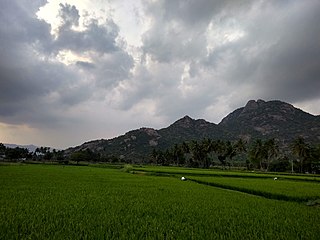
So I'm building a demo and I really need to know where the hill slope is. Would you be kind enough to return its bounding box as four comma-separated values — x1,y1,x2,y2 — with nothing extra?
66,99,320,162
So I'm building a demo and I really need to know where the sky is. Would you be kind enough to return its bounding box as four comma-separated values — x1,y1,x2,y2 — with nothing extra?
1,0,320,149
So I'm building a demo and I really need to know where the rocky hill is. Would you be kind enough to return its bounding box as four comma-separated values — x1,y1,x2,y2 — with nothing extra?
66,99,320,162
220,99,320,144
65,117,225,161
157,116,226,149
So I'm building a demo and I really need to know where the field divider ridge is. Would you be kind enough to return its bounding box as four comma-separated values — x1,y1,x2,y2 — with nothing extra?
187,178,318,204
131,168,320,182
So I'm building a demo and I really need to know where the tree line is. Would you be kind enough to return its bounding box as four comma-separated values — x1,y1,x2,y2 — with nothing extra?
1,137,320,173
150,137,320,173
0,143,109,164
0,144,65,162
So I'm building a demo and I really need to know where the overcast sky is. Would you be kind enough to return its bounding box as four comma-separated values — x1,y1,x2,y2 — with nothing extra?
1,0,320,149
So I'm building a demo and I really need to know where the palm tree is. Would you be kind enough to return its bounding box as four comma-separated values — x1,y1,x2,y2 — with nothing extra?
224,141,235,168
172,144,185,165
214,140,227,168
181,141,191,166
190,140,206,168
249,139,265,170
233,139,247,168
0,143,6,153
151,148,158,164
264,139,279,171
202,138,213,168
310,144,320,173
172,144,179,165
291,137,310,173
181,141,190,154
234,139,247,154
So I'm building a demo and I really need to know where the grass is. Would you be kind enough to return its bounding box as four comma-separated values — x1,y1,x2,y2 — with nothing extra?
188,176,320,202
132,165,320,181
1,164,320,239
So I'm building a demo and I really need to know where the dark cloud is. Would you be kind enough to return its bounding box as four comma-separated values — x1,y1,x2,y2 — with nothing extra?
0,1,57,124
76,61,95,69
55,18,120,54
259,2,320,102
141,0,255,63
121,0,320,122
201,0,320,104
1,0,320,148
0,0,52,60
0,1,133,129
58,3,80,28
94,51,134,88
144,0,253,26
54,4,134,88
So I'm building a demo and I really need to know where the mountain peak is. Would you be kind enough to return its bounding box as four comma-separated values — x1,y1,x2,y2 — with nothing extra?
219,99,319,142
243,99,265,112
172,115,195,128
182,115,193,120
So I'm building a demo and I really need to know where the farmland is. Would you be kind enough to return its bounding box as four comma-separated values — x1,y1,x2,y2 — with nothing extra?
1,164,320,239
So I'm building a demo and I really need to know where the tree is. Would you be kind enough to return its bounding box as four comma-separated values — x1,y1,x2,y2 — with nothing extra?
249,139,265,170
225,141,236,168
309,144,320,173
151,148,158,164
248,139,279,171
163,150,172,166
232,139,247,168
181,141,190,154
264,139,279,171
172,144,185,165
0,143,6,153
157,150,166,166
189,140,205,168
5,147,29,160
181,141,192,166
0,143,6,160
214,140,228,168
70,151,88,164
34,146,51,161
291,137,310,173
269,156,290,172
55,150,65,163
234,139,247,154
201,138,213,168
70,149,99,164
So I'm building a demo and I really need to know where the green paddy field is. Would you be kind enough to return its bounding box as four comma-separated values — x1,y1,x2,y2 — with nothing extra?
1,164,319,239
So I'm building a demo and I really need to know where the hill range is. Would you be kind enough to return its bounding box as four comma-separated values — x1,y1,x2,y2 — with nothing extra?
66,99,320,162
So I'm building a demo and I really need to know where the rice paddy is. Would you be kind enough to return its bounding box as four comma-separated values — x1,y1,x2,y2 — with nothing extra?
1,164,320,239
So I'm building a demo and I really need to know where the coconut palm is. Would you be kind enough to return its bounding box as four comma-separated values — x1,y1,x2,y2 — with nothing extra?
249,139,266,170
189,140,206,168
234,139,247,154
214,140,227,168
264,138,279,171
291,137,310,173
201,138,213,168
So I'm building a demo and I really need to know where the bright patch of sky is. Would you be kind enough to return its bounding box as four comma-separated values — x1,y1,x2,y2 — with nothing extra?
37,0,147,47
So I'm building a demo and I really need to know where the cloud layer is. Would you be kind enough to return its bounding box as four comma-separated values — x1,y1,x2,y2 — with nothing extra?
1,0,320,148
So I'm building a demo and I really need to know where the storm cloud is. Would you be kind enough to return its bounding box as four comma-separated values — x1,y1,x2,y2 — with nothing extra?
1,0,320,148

◇ ◇ ◇ ◇ ◇

# [TASK BRIEF]
Give the material above again exactly as it stands, minus any images.

# [WRITTEN REPLY]
So I'm building a demo and I really need to know where the hill slope is. Would you be kind enough to return its bounding box as four comma-separated values — x1,y1,x2,y2 — with nothing extra?
66,99,320,162
So I'm building a demo and I really need to know where the sky is. Would you be kind enough to return its bounding box as four comma-separated values — x1,y1,x2,y2 — with nothing extra?
1,0,320,149
So I'm building a demo and I really need to know where the rocky hill is. Would you be kind enough to return its bounding box as four comma-separated values — x1,y1,x2,y2 — with nothing extra?
66,99,320,162
220,99,320,144
65,117,225,161
157,116,226,149
So I'm building a demo and I really need to know where the field divider ridge is. Would you be kind enough to return its bounding box as four comma-separated values — x1,y1,x2,y2 — with nothing extra?
187,178,318,204
131,168,320,182
So I'm building a demo and I really need to know where the tree line is. Would you be kind enough to return its bounding box as four comma-separated values — x1,y1,x2,y2 — with nothing extra?
1,137,320,173
150,137,320,173
0,143,109,164
0,144,65,162
So I'm building a demo and I really need to know where the overcast sky is. Would you be kind enough to return its bounding box as four comma-separated values — x1,y1,x2,y2 — with nothing extra?
1,0,320,149
So I'm building a demo and I really need to know where the palm tree is. Would you be kind enough to return its bounding box as four comma-separated values — x1,y1,x2,y2 — with nothing extra?
224,141,235,168
172,144,185,165
214,140,227,168
181,141,191,166
190,140,206,168
249,139,265,170
233,139,247,168
0,143,6,153
151,148,158,164
264,139,279,171
202,138,213,168
310,144,320,173
172,144,179,165
291,137,310,173
181,141,190,154
234,139,247,154
So I'm building a demo and I really need to know where the grass is. Would you be kind enough to return its bounding box as four comma-separated values — x1,y1,x2,y2 — with nothing extra?
188,176,320,202
132,165,320,181
1,164,320,239
So I'm building a demo and I really need to know where the dark cloud is. Would you be kind enough to return its bounding box as four comma-separated values — x1,y1,x2,y2 — with nothing extra?
0,1,57,124
76,61,95,69
55,18,120,54
259,2,320,102
141,0,255,63
121,0,320,122
201,0,320,104
1,0,320,148
0,0,52,60
0,1,133,129
58,3,80,28
94,51,134,88
144,0,253,26
54,4,134,88
So I'm building a demo and I really need to know where the mountain peak is. Would you be kind enough to return its bounding box as four comma-separated values — x1,y1,x2,y2 — with nothing extra?
219,99,319,142
243,99,265,112
172,115,195,128
182,115,193,120
So I'm building a demo and I really need to know where the farmland is. Would you be kind enough to return its bounding box as four comma-separated values — x1,y1,x2,y2 — with nothing extra?
1,164,320,239
So I'm building a demo and I really need to know where the tree is. Would you be kind enough to return its bounding box as four comma-separated values — x1,y1,x2,y2 — with nothing extra?
249,139,265,170
225,141,236,168
309,144,320,173
151,148,158,164
248,139,279,171
163,150,172,166
232,139,247,168
181,141,190,154
264,139,279,171
172,144,185,165
0,143,6,153
157,150,166,166
189,140,205,168
5,147,29,160
181,141,192,166
0,143,6,160
214,140,228,168
70,151,88,164
34,146,51,161
291,137,310,173
269,156,290,172
55,150,65,163
234,139,247,154
201,138,213,168
70,149,99,164
So I'm building a demo and I really need to know where the green paddy field is. Would you be kind enough to return its bounding box as four comma-separated values — x1,y1,x2,y2 — with nothing extra?
1,164,319,239
So I'm building a demo and I really need to know where the hill range is. Would you be kind enough to return its bounding box as four comma-separated values — x1,y1,x2,y2 — with nothing extra?
66,99,320,162
So I'm building a demo and I really need to know where the rice paddy is. Would you be kind enough to return its bounding box as four comma-separated values — x1,y1,x2,y2 — with nothing extra?
1,164,320,239
So I'm building a demo and I really need to know where the coconut palm is. Would you be kind enough to return its bounding box as four comma-separated values — x1,y1,x2,y2 — with nothing extra?
249,139,266,170
189,140,206,168
234,139,247,154
214,140,227,168
264,138,279,171
291,137,310,173
201,138,213,168
So I'm building a demo and I really need to know where the bright patch of sky is. Would you be kind enough to return its bounding box as four comma-separated values — x1,y1,x2,y2 — with nothing extra?
37,0,147,47
So I'm building a demo and I really need to know where the cloud layer is. Would you be kind enough to return its bounding box as four comma-separated values — x1,y1,x2,y2 — with nothing extra?
1,0,320,148
So I'm building a demo and I really need to know where the storm cloud is. Would you be kind enough to return its bounding box as four comma-separated values — x1,y1,x2,y2 — with nothing extra?
1,0,320,148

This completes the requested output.